[Excerpts from point annotation data]
▶

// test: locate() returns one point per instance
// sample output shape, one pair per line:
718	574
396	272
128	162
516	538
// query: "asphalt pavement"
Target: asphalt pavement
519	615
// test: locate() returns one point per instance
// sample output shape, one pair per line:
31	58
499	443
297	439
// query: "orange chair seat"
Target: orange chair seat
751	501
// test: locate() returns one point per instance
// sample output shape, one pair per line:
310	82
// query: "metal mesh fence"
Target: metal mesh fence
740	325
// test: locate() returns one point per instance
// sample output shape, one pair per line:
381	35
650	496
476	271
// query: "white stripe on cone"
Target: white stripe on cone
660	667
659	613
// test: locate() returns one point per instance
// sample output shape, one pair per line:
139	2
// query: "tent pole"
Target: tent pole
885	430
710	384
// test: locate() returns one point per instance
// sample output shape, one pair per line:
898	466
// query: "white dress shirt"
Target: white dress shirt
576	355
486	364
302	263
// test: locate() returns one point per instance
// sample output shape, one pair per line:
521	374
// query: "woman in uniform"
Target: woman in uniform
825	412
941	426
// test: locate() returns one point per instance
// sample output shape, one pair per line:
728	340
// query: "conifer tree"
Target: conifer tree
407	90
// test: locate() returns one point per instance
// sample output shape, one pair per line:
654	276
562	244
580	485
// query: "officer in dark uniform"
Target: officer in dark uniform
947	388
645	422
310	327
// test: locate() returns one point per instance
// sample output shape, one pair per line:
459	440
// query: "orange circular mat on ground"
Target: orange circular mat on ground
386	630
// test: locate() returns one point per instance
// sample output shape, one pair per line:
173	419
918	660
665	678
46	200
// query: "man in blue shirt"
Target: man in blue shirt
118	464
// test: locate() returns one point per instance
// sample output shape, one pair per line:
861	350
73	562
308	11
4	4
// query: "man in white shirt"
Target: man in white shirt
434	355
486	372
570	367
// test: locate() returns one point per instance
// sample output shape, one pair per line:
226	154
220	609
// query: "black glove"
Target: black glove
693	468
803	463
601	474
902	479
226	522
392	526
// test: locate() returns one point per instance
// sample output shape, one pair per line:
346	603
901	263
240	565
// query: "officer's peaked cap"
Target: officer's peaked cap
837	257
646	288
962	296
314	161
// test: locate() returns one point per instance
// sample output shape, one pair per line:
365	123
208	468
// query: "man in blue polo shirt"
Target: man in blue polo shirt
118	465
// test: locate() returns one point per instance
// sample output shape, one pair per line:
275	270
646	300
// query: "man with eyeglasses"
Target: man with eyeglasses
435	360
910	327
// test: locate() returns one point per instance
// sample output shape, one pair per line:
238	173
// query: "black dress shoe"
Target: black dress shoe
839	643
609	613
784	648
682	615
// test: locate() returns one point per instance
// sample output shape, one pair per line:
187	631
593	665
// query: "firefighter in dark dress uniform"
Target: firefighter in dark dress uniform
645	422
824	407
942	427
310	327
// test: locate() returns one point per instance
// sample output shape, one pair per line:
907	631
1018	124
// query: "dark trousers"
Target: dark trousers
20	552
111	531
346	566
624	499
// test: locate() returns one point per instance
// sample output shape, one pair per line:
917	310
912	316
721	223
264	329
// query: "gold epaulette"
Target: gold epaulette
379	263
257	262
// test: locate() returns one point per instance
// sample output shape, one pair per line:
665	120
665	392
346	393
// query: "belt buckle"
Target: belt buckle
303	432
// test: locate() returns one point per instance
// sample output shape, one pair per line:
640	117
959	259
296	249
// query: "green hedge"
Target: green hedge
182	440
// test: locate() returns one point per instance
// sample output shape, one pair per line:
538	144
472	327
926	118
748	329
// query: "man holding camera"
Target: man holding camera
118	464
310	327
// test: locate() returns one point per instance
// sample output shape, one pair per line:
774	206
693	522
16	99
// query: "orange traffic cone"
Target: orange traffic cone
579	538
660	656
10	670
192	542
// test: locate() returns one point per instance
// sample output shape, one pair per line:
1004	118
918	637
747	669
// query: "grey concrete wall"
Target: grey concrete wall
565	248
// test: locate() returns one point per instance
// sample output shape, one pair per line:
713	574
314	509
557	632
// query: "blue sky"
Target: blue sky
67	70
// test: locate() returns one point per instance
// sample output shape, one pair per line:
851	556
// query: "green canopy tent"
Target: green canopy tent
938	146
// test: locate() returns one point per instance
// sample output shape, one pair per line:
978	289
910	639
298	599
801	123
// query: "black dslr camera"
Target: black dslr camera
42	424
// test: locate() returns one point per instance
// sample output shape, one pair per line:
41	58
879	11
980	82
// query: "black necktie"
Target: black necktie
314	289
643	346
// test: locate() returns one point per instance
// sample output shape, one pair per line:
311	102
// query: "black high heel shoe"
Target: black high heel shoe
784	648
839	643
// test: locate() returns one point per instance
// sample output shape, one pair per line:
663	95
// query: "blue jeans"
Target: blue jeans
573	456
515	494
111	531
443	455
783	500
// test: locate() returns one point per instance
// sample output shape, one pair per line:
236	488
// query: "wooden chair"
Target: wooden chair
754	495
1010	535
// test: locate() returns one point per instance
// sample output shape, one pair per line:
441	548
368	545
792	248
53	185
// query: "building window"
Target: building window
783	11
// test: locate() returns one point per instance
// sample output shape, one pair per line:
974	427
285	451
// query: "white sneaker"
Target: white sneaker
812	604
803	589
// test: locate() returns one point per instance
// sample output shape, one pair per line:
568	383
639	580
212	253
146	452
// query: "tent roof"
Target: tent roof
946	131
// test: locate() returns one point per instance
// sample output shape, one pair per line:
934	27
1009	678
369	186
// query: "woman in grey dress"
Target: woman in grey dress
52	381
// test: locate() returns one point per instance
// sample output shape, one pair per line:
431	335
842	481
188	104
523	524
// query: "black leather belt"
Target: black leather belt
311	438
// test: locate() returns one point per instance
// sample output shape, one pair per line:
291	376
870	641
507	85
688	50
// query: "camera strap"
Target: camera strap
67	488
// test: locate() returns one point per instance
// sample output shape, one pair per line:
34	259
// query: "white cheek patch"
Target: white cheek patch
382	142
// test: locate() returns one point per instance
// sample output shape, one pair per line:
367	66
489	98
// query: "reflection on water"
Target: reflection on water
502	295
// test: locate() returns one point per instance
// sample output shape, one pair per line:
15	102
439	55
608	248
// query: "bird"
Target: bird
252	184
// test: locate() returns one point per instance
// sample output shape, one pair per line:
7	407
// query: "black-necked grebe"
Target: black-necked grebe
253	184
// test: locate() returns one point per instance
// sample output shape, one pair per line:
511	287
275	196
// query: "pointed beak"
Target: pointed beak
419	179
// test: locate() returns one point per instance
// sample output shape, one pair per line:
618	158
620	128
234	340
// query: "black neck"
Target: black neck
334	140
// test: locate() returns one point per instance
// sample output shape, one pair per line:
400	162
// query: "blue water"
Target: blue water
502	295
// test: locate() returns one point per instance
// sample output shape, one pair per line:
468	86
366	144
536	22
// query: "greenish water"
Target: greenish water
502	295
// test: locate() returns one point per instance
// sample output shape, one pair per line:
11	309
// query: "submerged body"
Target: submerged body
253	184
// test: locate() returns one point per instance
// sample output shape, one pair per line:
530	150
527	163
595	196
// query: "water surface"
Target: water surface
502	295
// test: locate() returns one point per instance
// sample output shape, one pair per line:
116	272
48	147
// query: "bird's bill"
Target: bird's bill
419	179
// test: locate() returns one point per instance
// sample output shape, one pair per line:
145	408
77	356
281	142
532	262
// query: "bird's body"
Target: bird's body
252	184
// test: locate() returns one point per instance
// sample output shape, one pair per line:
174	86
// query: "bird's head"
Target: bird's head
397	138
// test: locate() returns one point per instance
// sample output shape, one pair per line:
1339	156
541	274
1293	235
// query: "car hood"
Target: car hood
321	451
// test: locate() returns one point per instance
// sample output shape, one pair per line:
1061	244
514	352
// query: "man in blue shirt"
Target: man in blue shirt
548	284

◀

= BRIEF =
Show every line of the records above that contains the string "conifer", treating case as significant.

= WORKED SOLUTION =
// query: "conifer tree"
Target: conifer tree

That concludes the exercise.